RECORDS SHOWN:
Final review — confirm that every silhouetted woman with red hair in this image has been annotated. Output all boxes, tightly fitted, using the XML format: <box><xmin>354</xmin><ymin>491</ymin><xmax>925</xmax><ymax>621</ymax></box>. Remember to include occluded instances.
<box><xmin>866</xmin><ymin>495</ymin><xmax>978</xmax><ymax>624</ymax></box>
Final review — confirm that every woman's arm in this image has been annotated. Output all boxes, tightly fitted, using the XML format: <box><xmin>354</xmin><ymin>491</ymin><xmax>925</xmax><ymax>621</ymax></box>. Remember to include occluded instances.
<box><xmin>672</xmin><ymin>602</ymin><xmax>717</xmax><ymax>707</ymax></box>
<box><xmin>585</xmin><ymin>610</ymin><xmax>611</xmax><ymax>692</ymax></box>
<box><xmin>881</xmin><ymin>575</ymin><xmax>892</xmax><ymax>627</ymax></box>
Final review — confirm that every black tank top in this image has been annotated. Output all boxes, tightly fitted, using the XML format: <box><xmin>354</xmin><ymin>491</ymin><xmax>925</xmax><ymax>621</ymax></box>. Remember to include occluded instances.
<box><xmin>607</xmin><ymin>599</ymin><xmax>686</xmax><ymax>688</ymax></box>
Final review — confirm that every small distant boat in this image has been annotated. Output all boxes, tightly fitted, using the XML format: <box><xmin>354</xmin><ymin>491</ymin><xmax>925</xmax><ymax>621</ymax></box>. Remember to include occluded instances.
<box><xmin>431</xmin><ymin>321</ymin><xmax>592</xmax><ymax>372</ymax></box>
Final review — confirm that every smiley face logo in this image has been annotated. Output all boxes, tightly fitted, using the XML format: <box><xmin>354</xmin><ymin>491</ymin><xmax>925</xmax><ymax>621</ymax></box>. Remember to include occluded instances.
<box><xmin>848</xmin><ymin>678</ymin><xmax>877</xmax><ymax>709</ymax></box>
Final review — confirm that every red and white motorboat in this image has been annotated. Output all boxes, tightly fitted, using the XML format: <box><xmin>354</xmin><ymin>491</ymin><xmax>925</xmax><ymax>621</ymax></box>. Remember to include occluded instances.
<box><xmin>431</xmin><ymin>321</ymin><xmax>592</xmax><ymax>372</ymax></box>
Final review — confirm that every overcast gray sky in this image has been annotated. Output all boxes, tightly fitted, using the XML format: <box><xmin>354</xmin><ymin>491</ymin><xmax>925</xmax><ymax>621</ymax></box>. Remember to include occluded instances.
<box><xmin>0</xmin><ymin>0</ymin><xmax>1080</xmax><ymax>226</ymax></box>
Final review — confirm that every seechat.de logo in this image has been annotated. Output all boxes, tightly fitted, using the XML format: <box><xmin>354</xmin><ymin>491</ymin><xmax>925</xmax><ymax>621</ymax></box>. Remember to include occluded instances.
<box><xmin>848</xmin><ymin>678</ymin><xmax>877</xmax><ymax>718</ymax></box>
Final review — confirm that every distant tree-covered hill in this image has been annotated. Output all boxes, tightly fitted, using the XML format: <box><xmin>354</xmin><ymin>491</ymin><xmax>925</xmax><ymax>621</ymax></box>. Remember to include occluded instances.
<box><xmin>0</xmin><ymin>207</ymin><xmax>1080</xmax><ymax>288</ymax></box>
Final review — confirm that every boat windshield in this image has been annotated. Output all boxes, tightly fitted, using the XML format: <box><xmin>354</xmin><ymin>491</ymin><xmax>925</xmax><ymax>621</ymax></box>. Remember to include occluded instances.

EXERCISE GOAL: Return every entry exactly as given.

EXERCISE ANSWER:
Final review — confirm that every silhouetted woman with red hair in this image has been annotated. Output all boxes, tightly fitted, using the XML format: <box><xmin>354</xmin><ymin>491</ymin><xmax>925</xmax><ymax>621</ymax></box>. Remember to include occluded instances.
<box><xmin>866</xmin><ymin>495</ymin><xmax>978</xmax><ymax>624</ymax></box>
Final review — confirm that every woman's arm in this image has been annotated. Output all boxes, tightly fitted, using the XML format: <box><xmin>354</xmin><ymin>491</ymin><xmax>925</xmax><ymax>621</ymax></box>. Remember to include occluded instances.
<box><xmin>672</xmin><ymin>602</ymin><xmax>717</xmax><ymax>707</ymax></box>
<box><xmin>585</xmin><ymin>610</ymin><xmax>611</xmax><ymax>692</ymax></box>
<box><xmin>881</xmin><ymin>575</ymin><xmax>892</xmax><ymax>627</ymax></box>
Final review — confirm that every black tank top in this image has been annotated. Output all boxes, tightly fitted, using the XML format: <box><xmin>354</xmin><ymin>491</ymin><xmax>925</xmax><ymax>621</ymax></box>. Remember to include occluded instances.
<box><xmin>607</xmin><ymin>599</ymin><xmax>686</xmax><ymax>688</ymax></box>
Final review — confirm that every small distant boat in this image has been annotated. Output all boxes, tightly fitted, using the XML format: <box><xmin>354</xmin><ymin>491</ymin><xmax>925</xmax><ymax>621</ymax></box>. Remember to include occluded instances.
<box><xmin>431</xmin><ymin>321</ymin><xmax>592</xmax><ymax>372</ymax></box>
Final review — confirm that every smiley face logo in this image has been annotated. Output all boxes, tightly fitted, using the XML format: <box><xmin>354</xmin><ymin>491</ymin><xmax>925</xmax><ymax>621</ymax></box>. Remember to include occluded instances.
<box><xmin>848</xmin><ymin>678</ymin><xmax>877</xmax><ymax>709</ymax></box>
Final review — confirm that every red and white motorboat in this image has been annotated. Output all boxes, tightly fitted, using the XML format: <box><xmin>354</xmin><ymin>491</ymin><xmax>925</xmax><ymax>621</ymax></box>. Remember to include occluded instances.
<box><xmin>431</xmin><ymin>321</ymin><xmax>592</xmax><ymax>372</ymax></box>
Final review — confirm that every overcast gray sky in this image has been annotated. Output all boxes, tightly fitted, using the XML format: <box><xmin>354</xmin><ymin>491</ymin><xmax>925</xmax><ymax>621</ymax></box>. Remember to include occluded instances.
<box><xmin>0</xmin><ymin>0</ymin><xmax>1080</xmax><ymax>226</ymax></box>
Final review — confirm that every seechat.de logo in this image has been annotated. Output all boxes, tightly fitted, using the XML format: <box><xmin>354</xmin><ymin>491</ymin><xmax>925</xmax><ymax>621</ymax></box>. Remember to include occluded instances.
<box><xmin>848</xmin><ymin>678</ymin><xmax>877</xmax><ymax>718</ymax></box>
Final review — confirm that every distant tree-covered hill in this image has been annotated. Output all boxes, tightly fitted, using the XML format: <box><xmin>354</xmin><ymin>491</ymin><xmax>925</xmax><ymax>621</ymax></box>. Remember to include occluded instances.
<box><xmin>0</xmin><ymin>207</ymin><xmax>1080</xmax><ymax>288</ymax></box>
Final review — confirm that every boat windshield in this image has been annotated. Output all boxes, tightly fitted, using the XML format: <box><xmin>354</xmin><ymin>491</ymin><xmax>925</xmax><ymax>621</ymax></box>. Remember to include occluded instances.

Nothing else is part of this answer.